### PAGE EXTRACT
--- start ---

Among the policy papers drafted by the Marxist movement, Anuradha had contributed significantly to the ones on castes and 'Feminism and Marxism'. She made the guerillas realise the potential of worker cooperatives in areas like agricultural production, in Dhandakaranya. She was also critical on shifting patriarchal ideas that were then dominant in the party.
In her obituary for Anuradha, with whom she was friends from the days when the latter was still a college student in the 1970s, Jyoti Punwani wrote “The ‘Naxalite menace’, says Manmohan Singh, 'is the biggest threat to the country'. But I remember a girl who was always laughing and who gave up a life rich in every way to change the lives of others.”
Anuradha was born to an older generation of communists, Ganesh and Kumud Shanbag, who were married in the CPI office in Mumbai. They were in the party till the mid-1950s, when it had not yet branched into the present Maoist and Marxist factions. Ganesh later got into the Defence committee, and volunteered to work in the cases filed against the communists. Kumud has been an active social worker all her life, and is at present involved with a women's group. The couple were very progressive in the way they brought up their children, who later became revolutionaries. Anuradha's brother, Sunil Shanbag, is a progressive Mumbai-based playwright, writing left-wing revolutionary plays. Anuradha attended J. B. Petit School in Santacruz. The children were exposed to varied views and ideas and were motivated to read a lot and develop their own interests such as classical dancing and theatre. In such a household, where communist ideas enjoyed a monopoly, it was inevitable that Anuradha would become intrigued with revolutionary politics politics. The prime period for the communist propaganda in India was the 1970s, with the Cultural Revolution in China, opposition to the Vietnam War in the US, and many other social changes. It was during this time that Naxalbari came into being, setting fire to the whole of South Asia. Anuradha was then involved with PROYOM, a radical student group.

--- end ---

### DO THIS
Answer these from the Anuradha extract:
(a) Besides castes, what policy paper did Anuradha contribute significantly to?
(b) Who wrote an obituary for Anuradha?
(c) Which school did Anuradha attend?
Please rely on the Anuradha extract alone.

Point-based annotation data
--- start ---

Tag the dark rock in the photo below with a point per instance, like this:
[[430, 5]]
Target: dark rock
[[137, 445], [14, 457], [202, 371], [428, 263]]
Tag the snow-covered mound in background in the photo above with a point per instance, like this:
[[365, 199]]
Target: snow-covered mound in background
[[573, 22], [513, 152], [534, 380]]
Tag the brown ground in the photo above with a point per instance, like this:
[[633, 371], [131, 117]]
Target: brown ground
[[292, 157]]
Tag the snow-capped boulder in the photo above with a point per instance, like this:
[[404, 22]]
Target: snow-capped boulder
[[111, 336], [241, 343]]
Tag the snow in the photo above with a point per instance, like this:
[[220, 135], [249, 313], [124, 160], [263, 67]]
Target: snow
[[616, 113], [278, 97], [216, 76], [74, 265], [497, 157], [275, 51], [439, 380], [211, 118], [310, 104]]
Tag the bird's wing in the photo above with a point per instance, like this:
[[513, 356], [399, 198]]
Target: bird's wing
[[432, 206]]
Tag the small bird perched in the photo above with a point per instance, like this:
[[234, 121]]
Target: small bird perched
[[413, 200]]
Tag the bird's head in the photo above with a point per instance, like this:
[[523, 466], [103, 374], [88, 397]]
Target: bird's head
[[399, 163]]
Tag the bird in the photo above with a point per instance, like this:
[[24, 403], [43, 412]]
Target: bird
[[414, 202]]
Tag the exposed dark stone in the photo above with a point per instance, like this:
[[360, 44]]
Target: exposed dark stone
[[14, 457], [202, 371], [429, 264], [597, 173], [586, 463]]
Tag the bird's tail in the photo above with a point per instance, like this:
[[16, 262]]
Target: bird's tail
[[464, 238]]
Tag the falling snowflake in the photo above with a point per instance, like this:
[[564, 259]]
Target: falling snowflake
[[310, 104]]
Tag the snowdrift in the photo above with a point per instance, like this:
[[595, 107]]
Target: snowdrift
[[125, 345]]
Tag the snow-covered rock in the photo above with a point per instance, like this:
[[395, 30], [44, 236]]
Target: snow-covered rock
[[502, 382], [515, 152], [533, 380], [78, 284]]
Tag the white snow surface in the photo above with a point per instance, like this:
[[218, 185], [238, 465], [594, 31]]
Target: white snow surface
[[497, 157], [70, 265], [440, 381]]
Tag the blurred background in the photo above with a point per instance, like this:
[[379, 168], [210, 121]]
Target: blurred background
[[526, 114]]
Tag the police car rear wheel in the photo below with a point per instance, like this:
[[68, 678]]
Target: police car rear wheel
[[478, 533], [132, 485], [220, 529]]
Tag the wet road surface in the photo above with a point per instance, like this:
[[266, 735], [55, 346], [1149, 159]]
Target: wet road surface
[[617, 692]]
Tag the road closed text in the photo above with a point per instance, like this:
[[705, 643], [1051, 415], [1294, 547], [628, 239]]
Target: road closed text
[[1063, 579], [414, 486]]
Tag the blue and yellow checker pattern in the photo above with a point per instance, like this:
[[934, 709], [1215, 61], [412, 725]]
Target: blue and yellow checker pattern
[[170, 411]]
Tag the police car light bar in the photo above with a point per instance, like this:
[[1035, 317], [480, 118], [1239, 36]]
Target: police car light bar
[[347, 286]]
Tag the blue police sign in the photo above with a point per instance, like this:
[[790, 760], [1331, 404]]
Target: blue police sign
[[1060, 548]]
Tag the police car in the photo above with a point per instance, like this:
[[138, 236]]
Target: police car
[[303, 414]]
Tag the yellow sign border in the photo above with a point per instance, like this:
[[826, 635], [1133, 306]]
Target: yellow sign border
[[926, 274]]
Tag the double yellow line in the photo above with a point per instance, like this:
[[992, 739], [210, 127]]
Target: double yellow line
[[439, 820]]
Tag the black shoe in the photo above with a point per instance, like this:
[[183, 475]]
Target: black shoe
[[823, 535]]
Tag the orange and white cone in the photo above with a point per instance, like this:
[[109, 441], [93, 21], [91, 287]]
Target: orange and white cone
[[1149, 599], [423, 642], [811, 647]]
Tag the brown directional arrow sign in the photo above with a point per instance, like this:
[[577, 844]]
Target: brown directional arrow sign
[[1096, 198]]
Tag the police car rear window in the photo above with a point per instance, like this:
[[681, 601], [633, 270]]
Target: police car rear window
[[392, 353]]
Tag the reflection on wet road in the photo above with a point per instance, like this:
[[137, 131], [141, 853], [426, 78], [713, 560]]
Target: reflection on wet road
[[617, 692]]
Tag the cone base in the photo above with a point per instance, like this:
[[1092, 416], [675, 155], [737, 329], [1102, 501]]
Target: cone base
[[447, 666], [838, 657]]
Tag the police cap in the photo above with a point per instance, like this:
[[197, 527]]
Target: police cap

--- end ---

### FINISHED ANSWER
(a) 'Feminism and Marxism'
(b) Jyoti Punwani
(c) J. B. Petit School in Santacruz